(EXERCISE REQUIREMENTS) Copy the rows from the very first one through the line that contains "point(147, 87)", changing every "set one pin" to "place one marker" and leaving everything else the same. Leave the pictures out of your answer.

== DATASET ENTRIES ==

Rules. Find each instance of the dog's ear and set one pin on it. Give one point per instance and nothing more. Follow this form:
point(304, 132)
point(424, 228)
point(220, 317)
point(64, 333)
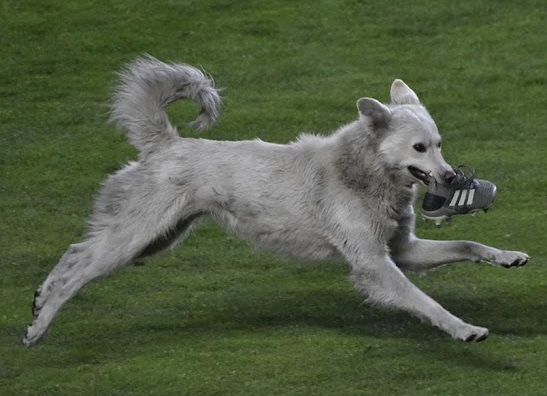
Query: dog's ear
point(402, 94)
point(376, 112)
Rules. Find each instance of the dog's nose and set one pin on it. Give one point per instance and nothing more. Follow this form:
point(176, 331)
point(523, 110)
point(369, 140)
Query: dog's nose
point(449, 176)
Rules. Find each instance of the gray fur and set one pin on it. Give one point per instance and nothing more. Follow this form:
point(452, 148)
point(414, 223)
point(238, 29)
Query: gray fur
point(348, 195)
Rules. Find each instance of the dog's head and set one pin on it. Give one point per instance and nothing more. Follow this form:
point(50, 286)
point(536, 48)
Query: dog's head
point(408, 139)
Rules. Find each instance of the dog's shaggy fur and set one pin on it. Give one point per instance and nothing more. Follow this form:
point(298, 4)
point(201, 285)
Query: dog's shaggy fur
point(346, 195)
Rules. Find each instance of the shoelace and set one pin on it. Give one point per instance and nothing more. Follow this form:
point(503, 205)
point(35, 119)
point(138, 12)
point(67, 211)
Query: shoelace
point(464, 176)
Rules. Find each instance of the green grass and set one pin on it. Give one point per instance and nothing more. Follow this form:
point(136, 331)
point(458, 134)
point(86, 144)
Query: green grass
point(216, 317)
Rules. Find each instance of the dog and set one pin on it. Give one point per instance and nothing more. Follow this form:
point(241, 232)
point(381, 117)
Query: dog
point(347, 195)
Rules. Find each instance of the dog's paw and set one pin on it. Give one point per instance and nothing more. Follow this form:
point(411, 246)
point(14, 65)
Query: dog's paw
point(509, 259)
point(470, 333)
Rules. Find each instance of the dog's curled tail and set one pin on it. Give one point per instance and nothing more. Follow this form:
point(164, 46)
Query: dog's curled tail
point(147, 87)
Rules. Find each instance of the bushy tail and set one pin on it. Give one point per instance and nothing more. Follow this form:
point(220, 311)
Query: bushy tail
point(147, 86)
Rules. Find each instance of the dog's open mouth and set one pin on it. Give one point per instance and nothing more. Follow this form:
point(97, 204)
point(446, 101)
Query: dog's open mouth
point(419, 174)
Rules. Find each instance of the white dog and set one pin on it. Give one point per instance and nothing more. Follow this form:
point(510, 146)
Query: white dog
point(349, 194)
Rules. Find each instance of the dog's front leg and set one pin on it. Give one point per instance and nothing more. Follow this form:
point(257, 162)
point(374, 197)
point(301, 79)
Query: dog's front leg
point(422, 254)
point(376, 276)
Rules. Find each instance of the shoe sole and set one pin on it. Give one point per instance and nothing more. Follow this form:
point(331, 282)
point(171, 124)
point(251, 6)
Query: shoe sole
point(439, 219)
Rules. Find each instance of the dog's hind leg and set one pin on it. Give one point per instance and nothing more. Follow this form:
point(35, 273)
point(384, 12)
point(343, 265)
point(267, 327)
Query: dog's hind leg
point(101, 253)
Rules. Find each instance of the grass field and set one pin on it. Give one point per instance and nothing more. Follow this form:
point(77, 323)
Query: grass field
point(216, 317)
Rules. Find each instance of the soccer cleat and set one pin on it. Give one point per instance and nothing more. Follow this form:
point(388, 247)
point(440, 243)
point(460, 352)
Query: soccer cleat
point(464, 195)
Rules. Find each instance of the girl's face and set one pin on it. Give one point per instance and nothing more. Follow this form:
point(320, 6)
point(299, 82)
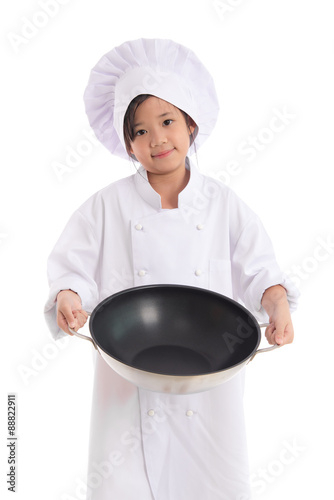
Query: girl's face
point(161, 136)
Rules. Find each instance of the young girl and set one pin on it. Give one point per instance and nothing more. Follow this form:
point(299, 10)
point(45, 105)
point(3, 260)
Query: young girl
point(153, 101)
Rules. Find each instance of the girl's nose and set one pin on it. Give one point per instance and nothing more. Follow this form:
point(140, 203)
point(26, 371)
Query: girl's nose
point(157, 139)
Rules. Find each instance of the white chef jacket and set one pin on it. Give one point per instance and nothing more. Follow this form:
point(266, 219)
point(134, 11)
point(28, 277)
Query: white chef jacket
point(149, 445)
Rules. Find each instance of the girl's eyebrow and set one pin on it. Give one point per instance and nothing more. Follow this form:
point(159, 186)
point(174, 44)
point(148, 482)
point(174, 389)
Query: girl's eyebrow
point(160, 116)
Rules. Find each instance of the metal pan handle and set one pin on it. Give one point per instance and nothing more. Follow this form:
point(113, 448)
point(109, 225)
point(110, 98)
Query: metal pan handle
point(81, 336)
point(265, 349)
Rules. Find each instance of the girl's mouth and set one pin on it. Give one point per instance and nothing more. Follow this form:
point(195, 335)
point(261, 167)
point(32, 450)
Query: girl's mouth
point(163, 154)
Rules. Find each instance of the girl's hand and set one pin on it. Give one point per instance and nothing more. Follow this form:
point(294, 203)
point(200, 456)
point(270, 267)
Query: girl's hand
point(69, 311)
point(275, 302)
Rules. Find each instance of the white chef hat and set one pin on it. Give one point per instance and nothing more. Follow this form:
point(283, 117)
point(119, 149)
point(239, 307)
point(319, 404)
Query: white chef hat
point(158, 67)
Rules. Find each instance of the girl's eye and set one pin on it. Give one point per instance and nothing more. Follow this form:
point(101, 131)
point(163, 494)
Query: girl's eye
point(140, 132)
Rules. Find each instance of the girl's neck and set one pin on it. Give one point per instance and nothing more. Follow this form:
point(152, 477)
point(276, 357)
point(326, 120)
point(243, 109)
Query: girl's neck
point(169, 186)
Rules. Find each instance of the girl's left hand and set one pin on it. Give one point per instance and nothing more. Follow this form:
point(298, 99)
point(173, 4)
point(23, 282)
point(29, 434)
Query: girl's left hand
point(280, 331)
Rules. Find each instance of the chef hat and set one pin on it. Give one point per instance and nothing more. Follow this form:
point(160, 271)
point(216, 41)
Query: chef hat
point(158, 67)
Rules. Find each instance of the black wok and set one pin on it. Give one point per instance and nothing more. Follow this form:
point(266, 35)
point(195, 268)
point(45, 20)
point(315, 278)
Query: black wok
point(174, 338)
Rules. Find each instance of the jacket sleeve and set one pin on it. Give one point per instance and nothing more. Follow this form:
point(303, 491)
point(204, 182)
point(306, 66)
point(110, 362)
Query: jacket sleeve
point(256, 269)
point(72, 264)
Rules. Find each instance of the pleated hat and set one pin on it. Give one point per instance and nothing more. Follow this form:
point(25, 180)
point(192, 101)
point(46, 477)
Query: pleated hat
point(159, 67)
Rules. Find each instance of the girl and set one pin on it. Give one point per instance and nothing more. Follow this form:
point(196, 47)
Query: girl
point(153, 101)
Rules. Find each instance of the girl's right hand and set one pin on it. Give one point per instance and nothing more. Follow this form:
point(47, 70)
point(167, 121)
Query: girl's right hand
point(69, 311)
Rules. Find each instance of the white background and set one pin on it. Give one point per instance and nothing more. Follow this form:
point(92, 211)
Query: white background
point(264, 56)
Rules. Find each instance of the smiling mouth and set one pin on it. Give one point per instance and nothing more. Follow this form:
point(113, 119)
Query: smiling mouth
point(163, 154)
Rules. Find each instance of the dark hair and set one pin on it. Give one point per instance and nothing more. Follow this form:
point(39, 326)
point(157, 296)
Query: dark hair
point(129, 117)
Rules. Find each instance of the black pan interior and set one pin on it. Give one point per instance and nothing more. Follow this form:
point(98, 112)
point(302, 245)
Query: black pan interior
point(174, 330)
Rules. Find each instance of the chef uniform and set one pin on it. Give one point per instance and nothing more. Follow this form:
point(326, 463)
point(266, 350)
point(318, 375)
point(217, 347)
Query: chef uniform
point(148, 445)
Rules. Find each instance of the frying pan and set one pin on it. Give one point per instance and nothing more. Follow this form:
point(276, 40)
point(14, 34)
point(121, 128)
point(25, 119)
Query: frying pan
point(173, 338)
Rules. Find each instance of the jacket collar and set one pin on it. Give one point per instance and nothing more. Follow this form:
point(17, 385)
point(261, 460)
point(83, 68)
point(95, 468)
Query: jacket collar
point(186, 196)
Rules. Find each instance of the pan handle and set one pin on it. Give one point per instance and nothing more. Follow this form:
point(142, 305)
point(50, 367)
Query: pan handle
point(266, 349)
point(81, 336)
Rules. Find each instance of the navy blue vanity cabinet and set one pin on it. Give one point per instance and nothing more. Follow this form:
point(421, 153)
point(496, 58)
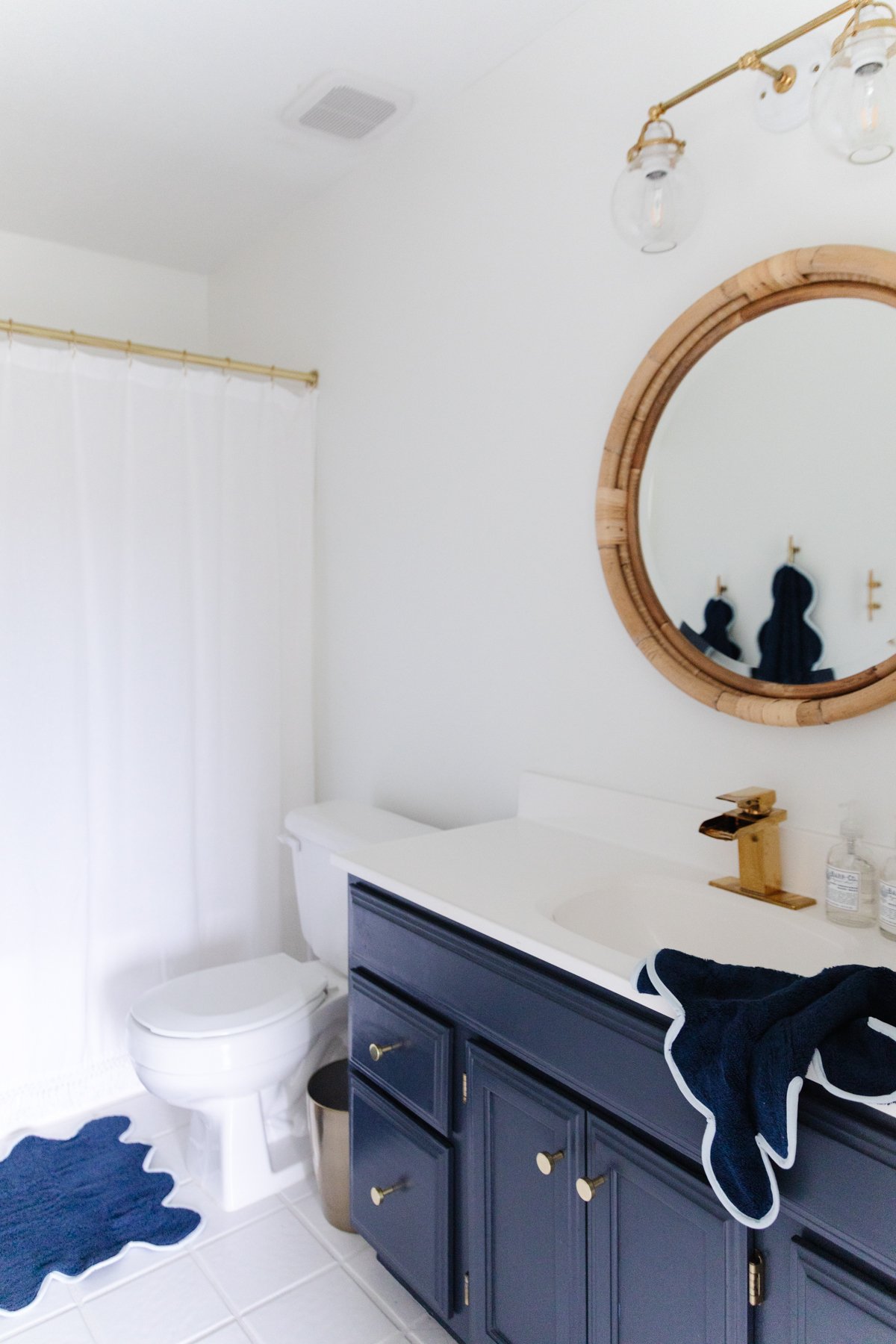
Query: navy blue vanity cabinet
point(665, 1263)
point(815, 1293)
point(401, 1194)
point(541, 1171)
point(527, 1226)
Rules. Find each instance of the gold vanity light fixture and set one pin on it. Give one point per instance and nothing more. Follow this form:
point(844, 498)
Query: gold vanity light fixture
point(657, 199)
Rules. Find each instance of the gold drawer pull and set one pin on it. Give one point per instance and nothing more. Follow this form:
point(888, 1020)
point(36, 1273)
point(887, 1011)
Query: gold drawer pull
point(378, 1192)
point(585, 1189)
point(378, 1051)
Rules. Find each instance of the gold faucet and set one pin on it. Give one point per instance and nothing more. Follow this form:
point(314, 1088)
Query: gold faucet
point(754, 823)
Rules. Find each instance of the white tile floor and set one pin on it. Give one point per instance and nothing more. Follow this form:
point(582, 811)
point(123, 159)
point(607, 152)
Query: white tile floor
point(274, 1273)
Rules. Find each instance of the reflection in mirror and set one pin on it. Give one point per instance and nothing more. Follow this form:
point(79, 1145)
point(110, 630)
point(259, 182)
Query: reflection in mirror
point(781, 432)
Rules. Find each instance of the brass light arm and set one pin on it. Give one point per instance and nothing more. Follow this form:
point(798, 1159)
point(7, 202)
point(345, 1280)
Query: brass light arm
point(782, 80)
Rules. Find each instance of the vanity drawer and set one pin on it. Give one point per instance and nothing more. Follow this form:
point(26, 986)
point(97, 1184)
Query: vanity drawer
point(405, 1050)
point(408, 1171)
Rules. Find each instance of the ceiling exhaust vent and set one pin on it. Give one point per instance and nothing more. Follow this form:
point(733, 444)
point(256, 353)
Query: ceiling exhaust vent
point(346, 107)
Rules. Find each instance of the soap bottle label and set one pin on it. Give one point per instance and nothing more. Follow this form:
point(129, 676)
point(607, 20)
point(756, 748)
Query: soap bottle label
point(889, 903)
point(844, 889)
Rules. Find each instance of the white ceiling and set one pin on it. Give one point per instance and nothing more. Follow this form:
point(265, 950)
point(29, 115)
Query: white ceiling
point(149, 128)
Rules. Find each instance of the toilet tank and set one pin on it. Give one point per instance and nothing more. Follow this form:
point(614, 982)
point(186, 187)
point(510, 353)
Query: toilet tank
point(317, 833)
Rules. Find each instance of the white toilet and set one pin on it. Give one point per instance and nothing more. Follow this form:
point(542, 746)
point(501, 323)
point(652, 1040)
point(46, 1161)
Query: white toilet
point(237, 1045)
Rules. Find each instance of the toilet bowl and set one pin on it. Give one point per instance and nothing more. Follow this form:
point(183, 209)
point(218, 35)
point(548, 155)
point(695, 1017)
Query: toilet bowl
point(235, 1045)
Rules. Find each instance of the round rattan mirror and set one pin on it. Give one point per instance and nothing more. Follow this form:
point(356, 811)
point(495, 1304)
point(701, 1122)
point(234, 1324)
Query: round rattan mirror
point(748, 484)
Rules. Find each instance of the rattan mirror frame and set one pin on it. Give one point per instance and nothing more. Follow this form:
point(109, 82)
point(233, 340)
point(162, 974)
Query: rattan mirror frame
point(793, 277)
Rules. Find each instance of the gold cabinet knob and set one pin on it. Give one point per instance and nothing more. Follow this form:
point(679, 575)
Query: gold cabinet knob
point(585, 1189)
point(379, 1192)
point(378, 1051)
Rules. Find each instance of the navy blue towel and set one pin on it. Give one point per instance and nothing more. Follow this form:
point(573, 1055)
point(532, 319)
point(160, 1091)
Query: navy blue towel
point(67, 1204)
point(741, 1043)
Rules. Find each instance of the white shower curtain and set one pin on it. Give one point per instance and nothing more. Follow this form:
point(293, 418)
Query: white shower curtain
point(155, 695)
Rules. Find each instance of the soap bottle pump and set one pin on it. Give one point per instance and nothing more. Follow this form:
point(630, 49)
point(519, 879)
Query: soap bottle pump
point(850, 898)
point(887, 892)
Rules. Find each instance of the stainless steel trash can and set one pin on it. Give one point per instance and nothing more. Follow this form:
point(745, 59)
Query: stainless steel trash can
point(328, 1127)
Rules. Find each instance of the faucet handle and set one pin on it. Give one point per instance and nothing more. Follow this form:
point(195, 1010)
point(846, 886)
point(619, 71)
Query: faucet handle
point(755, 803)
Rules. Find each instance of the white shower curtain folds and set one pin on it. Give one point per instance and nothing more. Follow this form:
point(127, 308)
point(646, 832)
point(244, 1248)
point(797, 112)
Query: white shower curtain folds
point(155, 694)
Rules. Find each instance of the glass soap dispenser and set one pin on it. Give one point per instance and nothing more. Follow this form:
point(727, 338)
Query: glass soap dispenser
point(850, 897)
point(889, 897)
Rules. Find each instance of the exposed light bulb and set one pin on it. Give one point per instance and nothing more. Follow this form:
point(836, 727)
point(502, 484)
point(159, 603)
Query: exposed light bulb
point(656, 201)
point(853, 105)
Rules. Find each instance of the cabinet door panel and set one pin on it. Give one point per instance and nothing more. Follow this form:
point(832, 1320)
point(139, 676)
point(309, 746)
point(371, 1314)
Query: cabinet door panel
point(527, 1241)
point(835, 1305)
point(665, 1263)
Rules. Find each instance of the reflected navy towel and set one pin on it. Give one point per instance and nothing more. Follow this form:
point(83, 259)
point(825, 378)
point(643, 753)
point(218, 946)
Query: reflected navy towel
point(67, 1204)
point(741, 1043)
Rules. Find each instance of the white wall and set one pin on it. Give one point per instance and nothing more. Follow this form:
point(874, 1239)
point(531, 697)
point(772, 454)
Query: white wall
point(476, 320)
point(53, 285)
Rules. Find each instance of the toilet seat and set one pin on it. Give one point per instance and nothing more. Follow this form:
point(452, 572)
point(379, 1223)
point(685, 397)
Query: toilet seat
point(228, 1001)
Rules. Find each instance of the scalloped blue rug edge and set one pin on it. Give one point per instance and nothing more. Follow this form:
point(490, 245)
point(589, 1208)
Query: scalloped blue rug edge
point(72, 1204)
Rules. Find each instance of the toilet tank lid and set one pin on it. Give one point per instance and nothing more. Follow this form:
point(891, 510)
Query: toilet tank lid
point(235, 998)
point(340, 826)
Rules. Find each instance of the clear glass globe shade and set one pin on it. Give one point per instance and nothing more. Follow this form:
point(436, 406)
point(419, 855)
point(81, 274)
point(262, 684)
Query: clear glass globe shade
point(853, 105)
point(656, 202)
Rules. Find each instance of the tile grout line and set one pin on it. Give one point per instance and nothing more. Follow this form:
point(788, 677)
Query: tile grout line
point(264, 1301)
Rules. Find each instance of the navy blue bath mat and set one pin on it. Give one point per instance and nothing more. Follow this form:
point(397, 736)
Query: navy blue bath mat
point(69, 1204)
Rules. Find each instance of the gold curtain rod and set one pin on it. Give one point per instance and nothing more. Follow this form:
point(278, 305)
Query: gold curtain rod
point(179, 356)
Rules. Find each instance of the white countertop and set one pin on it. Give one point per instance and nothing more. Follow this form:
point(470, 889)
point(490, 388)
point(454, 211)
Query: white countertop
point(574, 886)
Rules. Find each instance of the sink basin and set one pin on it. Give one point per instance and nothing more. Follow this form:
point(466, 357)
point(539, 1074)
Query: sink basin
point(638, 913)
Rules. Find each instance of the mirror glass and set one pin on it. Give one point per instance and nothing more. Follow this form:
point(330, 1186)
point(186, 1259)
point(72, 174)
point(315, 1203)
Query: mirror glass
point(783, 430)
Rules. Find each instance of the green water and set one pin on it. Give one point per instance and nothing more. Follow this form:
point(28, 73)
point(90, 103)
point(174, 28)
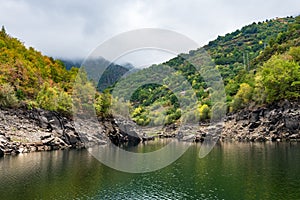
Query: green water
point(230, 171)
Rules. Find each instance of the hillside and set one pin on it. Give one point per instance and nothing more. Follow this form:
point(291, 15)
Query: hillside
point(33, 80)
point(248, 60)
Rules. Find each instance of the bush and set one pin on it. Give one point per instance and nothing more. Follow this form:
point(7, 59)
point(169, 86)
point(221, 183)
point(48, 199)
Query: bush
point(7, 96)
point(51, 98)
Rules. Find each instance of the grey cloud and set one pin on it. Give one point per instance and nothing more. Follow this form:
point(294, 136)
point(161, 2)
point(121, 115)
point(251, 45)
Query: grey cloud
point(72, 28)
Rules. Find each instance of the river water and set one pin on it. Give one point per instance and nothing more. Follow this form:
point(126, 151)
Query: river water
point(229, 171)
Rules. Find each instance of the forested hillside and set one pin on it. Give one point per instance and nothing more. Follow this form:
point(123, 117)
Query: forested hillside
point(259, 65)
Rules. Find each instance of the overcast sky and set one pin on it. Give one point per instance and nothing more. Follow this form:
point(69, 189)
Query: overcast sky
point(73, 28)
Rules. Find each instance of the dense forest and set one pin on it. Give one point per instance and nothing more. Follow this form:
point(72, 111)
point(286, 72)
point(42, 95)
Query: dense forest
point(259, 64)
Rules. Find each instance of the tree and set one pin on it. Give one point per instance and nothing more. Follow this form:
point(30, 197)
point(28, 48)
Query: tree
point(204, 112)
point(279, 78)
point(243, 96)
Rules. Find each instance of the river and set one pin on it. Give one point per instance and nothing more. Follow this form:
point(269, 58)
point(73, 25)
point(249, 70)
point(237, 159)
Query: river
point(229, 171)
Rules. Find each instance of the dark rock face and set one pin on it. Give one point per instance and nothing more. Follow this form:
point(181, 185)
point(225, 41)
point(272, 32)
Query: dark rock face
point(23, 131)
point(278, 122)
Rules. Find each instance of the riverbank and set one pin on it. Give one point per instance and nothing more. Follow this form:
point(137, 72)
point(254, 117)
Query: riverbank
point(23, 131)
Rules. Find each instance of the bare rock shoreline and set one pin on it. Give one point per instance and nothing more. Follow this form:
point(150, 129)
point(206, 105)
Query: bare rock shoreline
point(24, 131)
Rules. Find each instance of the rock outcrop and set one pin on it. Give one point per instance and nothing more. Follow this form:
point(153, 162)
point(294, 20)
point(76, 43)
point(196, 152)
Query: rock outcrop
point(278, 122)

===

(THE REPLY)
Rules. Find each instance of the dog's ear and place one marker on it. Give one point per instance and nothing more. Follow this form:
point(304, 132)
point(424, 228)
point(220, 317)
point(64, 333)
Query: dog's ear
point(402, 94)
point(376, 112)
Rules. Find each instance of the dog's nose and place one marker on it. Give one point per instance and nothing more. Follow this form:
point(176, 331)
point(523, 110)
point(369, 140)
Query: dog's nose
point(449, 176)
Rules. Find each instance of the gray fur and place one marker on it. Give one point per instance and nothing more. Follow this form:
point(452, 148)
point(414, 223)
point(238, 29)
Query: gray fur
point(348, 195)
Rules. Find each instance of the dog's head and place one marker on it. Give one point per instance and nothing more. Follow this form:
point(50, 286)
point(536, 48)
Query: dog's head
point(408, 139)
Rules. Find each instance of the dog's shaggy fur and place one marker on it. Give one point per instance and nothing more. Follow this form:
point(298, 4)
point(201, 285)
Query: dog's shaggy fur
point(346, 195)
Rules. Find each instance of the shoelace and place one marker on it. Give one point per instance and nothing more. Follow this form:
point(503, 205)
point(35, 119)
point(138, 12)
point(67, 211)
Query: shoelace
point(464, 176)
Rules. Find each instance of the green grass and place one marker on it. Give one point per instance and nothing more. Follow this form:
point(136, 331)
point(458, 134)
point(86, 144)
Query: green grass
point(216, 317)
Rules. Find each instance of the dog and place one marker on it. Give one point per instance and nothing more. Follow this form:
point(241, 232)
point(381, 117)
Query: dog
point(347, 195)
Rules. Find each instance of the dog's paw and place one marker on it. Give one point per instance and nothing more. Follow this form:
point(411, 246)
point(14, 65)
Query: dog's paw
point(509, 259)
point(470, 333)
Rules. Find each instance of the dog's curled tail and place one marker on it. Give one point per instance and nothing more. Follow this form:
point(164, 46)
Query: dog's curled tail
point(147, 87)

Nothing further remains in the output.